━━ THE DATA ━━
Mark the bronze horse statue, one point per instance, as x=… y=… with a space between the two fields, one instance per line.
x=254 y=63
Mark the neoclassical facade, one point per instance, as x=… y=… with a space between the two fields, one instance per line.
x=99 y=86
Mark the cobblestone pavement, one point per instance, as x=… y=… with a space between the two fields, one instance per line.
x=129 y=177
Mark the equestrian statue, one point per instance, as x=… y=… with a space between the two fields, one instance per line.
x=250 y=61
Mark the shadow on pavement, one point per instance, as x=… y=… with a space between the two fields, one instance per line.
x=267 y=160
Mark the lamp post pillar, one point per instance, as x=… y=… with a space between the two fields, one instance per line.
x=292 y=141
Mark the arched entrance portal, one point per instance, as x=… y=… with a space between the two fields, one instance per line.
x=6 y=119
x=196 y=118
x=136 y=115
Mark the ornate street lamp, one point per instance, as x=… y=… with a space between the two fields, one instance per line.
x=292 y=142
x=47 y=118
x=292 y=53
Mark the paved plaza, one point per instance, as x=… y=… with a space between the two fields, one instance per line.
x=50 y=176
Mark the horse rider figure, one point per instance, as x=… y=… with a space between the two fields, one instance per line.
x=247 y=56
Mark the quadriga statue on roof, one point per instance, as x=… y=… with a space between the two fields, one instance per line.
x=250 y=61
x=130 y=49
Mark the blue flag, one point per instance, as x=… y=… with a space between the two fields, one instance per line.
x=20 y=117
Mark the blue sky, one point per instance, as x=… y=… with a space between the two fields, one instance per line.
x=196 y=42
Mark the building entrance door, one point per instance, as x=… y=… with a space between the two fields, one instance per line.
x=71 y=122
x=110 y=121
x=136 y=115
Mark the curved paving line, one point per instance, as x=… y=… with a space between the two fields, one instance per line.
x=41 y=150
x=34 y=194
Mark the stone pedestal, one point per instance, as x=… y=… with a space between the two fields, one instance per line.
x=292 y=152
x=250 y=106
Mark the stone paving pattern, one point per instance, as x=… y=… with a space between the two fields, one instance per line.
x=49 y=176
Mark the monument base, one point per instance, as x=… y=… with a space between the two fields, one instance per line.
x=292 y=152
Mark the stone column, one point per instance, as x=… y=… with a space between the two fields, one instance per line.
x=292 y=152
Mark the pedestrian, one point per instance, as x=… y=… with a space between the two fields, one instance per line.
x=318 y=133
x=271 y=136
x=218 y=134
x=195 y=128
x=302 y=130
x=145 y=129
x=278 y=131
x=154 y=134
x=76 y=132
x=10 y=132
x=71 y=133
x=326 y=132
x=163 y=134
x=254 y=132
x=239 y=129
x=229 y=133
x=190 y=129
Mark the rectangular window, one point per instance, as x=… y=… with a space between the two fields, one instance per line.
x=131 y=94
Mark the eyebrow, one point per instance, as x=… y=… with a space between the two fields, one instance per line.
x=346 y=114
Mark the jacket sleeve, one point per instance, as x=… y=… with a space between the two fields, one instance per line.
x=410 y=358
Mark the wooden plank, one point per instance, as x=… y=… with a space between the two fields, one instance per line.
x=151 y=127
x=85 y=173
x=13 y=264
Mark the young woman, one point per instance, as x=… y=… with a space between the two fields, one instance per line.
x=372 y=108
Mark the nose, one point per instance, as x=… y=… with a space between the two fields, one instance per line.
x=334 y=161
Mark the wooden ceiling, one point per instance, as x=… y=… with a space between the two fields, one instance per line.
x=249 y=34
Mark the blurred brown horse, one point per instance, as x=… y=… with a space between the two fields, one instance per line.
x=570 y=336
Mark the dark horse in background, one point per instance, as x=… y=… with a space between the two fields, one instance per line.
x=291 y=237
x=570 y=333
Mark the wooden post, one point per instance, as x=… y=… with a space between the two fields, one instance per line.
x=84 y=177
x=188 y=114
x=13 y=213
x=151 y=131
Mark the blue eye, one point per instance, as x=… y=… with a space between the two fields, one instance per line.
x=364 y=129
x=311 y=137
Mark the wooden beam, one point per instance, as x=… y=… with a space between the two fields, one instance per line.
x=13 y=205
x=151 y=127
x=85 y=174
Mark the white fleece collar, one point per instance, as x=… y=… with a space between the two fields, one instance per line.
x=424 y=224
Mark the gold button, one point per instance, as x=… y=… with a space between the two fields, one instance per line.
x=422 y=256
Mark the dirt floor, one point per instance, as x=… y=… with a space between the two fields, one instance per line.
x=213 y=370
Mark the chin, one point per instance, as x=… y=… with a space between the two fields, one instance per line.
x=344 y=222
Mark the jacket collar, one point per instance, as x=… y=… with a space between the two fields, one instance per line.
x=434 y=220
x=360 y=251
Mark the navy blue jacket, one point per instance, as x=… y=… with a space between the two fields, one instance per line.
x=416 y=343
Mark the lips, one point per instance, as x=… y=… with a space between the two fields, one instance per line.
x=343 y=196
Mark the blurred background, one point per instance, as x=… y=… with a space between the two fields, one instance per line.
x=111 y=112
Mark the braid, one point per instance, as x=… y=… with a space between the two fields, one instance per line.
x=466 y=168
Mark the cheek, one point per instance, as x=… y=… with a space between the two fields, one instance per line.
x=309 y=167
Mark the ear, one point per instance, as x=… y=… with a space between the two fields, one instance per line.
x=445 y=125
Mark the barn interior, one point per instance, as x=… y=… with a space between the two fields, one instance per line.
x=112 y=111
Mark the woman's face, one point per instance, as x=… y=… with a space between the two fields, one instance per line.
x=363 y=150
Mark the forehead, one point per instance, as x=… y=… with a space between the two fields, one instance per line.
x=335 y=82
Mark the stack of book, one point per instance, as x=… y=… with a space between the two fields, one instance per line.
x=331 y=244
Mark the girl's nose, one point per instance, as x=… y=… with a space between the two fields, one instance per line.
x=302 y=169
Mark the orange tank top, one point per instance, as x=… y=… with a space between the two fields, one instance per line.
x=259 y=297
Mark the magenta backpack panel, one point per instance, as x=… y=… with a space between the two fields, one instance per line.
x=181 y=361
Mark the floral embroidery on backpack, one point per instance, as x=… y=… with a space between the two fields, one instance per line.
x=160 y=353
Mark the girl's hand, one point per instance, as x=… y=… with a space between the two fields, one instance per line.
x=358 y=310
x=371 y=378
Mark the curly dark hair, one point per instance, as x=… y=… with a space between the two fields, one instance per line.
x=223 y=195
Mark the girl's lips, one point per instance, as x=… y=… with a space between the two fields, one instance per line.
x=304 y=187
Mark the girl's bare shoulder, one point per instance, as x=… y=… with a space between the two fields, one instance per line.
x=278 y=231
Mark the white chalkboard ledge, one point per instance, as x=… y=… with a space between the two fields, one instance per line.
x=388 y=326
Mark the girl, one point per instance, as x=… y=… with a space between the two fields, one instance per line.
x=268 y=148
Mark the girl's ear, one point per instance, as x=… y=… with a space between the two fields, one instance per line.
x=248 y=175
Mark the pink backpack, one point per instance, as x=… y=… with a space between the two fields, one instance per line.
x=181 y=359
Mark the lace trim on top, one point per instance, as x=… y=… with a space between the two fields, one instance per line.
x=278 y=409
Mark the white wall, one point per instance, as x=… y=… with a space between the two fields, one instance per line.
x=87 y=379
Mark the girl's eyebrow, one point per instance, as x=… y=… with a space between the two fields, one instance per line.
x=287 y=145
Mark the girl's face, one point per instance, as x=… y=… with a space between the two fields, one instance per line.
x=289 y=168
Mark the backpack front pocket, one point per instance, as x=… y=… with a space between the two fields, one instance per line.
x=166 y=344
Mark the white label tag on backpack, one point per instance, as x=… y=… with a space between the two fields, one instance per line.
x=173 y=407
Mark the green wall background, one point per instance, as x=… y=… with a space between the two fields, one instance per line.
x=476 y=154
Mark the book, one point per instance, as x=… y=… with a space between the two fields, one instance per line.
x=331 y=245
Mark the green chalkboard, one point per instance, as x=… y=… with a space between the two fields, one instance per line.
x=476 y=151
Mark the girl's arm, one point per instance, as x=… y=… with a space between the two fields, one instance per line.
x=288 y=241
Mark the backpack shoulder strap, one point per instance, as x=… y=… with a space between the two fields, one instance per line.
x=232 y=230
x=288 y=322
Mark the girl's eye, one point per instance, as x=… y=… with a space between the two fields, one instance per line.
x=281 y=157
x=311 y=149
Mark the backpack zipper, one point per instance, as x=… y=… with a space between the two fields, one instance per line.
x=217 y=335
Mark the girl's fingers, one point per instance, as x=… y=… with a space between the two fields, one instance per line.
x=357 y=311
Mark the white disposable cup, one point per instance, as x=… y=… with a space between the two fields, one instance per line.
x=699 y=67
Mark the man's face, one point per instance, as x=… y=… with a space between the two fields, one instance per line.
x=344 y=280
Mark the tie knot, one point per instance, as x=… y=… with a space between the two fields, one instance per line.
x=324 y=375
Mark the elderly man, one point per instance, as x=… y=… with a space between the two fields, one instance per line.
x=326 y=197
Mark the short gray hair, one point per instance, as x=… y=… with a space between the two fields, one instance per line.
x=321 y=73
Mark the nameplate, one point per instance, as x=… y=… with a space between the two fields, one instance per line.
━━━
One line contains "Mark the man's". Return that line and every later line through the end of the listing above, exactly, and nothing else.

SOLUTION TO THIS PROBLEM:
Mark the man's face, one point per instance, as x=… y=… with a space between the two fields, one instance per line.
x=344 y=280
Mark the tie knot, one point per instance, as x=… y=… with a space between the two fields, one instance per line.
x=324 y=375
Mark the elderly man, one point per instance, as x=… y=… with a space between the two fields, one instance per line.
x=326 y=197
Mark the short gray hair, one point per instance, as x=… y=… with a space between the two fields, one instance per line.
x=321 y=73
Mark the nameplate, one point per instance, as x=… y=… with a space between the two fields, one instance per line.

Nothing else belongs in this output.